[Provided information — start]

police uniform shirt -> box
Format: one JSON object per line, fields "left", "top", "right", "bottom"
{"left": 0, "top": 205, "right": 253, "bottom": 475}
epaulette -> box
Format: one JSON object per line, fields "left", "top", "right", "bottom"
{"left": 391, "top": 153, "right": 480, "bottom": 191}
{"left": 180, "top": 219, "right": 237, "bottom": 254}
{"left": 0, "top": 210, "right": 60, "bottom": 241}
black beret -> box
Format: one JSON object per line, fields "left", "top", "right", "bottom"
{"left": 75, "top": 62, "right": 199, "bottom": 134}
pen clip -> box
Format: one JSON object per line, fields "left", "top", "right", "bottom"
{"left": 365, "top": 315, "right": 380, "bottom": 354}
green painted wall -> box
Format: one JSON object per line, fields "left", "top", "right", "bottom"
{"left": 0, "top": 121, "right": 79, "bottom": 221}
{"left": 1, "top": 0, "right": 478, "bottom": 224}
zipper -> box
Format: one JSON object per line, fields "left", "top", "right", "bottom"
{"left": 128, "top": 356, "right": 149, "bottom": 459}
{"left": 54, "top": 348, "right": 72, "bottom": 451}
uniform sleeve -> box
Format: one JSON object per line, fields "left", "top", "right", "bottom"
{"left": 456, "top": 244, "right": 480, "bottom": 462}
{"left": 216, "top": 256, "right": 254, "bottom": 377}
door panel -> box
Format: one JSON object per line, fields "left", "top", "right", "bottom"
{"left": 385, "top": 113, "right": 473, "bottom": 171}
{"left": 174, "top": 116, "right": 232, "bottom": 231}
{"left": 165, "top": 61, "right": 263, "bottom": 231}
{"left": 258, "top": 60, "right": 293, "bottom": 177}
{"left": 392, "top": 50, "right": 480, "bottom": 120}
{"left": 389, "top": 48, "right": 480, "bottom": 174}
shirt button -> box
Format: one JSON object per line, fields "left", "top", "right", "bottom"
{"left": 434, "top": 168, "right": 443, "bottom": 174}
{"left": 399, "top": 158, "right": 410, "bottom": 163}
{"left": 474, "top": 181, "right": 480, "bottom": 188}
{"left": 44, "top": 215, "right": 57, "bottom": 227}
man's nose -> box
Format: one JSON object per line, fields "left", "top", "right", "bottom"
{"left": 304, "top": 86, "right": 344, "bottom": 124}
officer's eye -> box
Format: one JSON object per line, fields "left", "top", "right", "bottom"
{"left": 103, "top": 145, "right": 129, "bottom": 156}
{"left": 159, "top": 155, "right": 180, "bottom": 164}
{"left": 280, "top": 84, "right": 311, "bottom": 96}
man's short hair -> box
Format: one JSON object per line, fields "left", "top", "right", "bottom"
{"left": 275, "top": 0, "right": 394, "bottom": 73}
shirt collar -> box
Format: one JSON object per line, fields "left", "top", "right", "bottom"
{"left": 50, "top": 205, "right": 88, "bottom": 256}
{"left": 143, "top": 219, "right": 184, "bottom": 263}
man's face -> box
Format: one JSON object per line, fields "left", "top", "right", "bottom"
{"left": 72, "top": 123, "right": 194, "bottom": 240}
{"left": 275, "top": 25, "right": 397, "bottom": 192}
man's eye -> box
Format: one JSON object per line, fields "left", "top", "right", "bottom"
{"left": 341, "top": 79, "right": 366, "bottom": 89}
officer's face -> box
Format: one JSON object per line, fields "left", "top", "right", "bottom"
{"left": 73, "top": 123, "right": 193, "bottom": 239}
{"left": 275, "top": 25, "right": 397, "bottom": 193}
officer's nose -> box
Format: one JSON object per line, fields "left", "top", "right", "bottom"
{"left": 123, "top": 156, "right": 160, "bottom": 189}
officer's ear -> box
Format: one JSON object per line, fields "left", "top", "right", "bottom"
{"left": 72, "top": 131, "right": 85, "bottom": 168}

[Provided information — finish]

*Assigned task*:
Check every line above for the string "uniform", and copy the ones that have it.

*Written solution*:
police uniform shirt -> box
uniform sleeve -> box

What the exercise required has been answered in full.